begin Entries provided

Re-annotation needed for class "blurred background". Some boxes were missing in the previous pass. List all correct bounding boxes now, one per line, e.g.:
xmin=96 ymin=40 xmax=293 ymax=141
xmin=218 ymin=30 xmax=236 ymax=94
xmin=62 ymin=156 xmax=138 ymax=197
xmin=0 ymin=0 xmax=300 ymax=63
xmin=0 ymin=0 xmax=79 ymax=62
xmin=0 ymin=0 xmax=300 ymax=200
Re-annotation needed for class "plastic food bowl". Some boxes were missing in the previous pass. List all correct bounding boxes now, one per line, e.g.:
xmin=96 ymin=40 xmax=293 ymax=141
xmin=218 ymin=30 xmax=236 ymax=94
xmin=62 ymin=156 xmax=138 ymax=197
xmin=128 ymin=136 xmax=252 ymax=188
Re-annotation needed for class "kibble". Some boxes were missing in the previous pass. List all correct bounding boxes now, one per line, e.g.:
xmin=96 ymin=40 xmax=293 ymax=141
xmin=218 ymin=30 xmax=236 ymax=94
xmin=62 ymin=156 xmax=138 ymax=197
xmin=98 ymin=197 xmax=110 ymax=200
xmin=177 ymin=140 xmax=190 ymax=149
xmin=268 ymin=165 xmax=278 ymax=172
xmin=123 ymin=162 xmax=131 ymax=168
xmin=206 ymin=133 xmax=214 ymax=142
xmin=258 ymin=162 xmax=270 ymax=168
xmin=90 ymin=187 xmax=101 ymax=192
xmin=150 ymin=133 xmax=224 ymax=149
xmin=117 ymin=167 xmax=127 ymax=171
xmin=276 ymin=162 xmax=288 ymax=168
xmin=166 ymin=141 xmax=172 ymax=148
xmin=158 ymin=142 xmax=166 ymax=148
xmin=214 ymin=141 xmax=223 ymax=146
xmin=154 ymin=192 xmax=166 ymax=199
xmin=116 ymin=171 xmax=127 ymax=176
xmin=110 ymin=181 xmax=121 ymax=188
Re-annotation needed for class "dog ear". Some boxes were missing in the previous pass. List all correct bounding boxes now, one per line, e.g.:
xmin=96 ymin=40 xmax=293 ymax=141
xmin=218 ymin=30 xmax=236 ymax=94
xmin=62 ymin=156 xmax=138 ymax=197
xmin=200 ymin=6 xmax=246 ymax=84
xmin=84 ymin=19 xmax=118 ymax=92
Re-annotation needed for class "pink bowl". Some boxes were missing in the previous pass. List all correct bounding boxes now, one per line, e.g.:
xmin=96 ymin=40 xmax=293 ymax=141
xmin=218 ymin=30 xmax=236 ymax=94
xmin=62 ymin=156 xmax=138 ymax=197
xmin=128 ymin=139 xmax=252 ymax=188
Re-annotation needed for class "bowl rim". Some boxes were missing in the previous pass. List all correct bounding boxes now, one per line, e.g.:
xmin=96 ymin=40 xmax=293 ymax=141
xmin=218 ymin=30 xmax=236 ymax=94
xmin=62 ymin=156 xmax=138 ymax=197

end Entries provided

● **Exercise aim**
Lay out all of the data above as a numbered list, one item per line, leaving out any blank lines.

● **The completed task**
1. Re-annotation needed for class "blurred background". Some boxes were missing in the previous pass. List all correct bounding boxes now, one per line, e.g.:
2. xmin=96 ymin=40 xmax=293 ymax=141
3. xmin=218 ymin=30 xmax=236 ymax=94
4. xmin=62 ymin=156 xmax=138 ymax=197
5. xmin=0 ymin=0 xmax=300 ymax=63
6. xmin=0 ymin=0 xmax=79 ymax=62
7. xmin=0 ymin=0 xmax=300 ymax=200
8. Re-annotation needed for class "plastic food bowl". Some boxes were missing in the previous pass. List all correct bounding boxes now, one per line, e.g.:
9. xmin=96 ymin=40 xmax=293 ymax=141
10. xmin=218 ymin=30 xmax=236 ymax=94
11. xmin=62 ymin=156 xmax=138 ymax=197
12. xmin=128 ymin=136 xmax=252 ymax=188
13. Re-annotation needed for class "kibble". Some boxes were missing in the previous pass. List all correct bounding boxes now, one per line, e.g.:
14. xmin=96 ymin=40 xmax=293 ymax=141
15. xmin=218 ymin=30 xmax=236 ymax=94
16. xmin=62 ymin=156 xmax=138 ymax=197
17. xmin=98 ymin=197 xmax=110 ymax=200
18. xmin=177 ymin=140 xmax=190 ymax=149
19. xmin=268 ymin=165 xmax=278 ymax=172
20. xmin=123 ymin=162 xmax=131 ymax=168
21. xmin=206 ymin=133 xmax=214 ymax=142
22. xmin=258 ymin=162 xmax=270 ymax=168
23. xmin=90 ymin=187 xmax=101 ymax=192
24. xmin=150 ymin=133 xmax=224 ymax=149
25. xmin=117 ymin=167 xmax=127 ymax=171
26. xmin=276 ymin=162 xmax=288 ymax=168
27. xmin=166 ymin=141 xmax=172 ymax=148
28. xmin=158 ymin=142 xmax=166 ymax=148
29. xmin=214 ymin=141 xmax=223 ymax=146
30. xmin=154 ymin=192 xmax=166 ymax=199
31. xmin=116 ymin=171 xmax=127 ymax=176
32. xmin=110 ymin=181 xmax=121 ymax=188
33. Re-annotation needed for class "dog ear". Some boxes were missing in the previous pass. List all correct bounding boxes now, one per line, e.g.:
34. xmin=96 ymin=40 xmax=293 ymax=141
35. xmin=218 ymin=30 xmax=236 ymax=94
36. xmin=62 ymin=156 xmax=138 ymax=197
37. xmin=200 ymin=6 xmax=246 ymax=84
38. xmin=84 ymin=19 xmax=118 ymax=92
39. Re-annotation needed for class "pink bowl". Some boxes were missing in the previous pass. List all correct bounding boxes now, one per line, e.g.:
40. xmin=96 ymin=40 xmax=293 ymax=141
41. xmin=218 ymin=30 xmax=236 ymax=94
42. xmin=62 ymin=156 xmax=138 ymax=197
43. xmin=128 ymin=139 xmax=252 ymax=188
44. Re-annotation needed for class "bowl rim". Some boxes were missing in the previous pass. List all correct bounding boxes now, one per line, e.g.:
45. xmin=96 ymin=40 xmax=293 ymax=141
46. xmin=218 ymin=30 xmax=236 ymax=94
47. xmin=62 ymin=156 xmax=138 ymax=197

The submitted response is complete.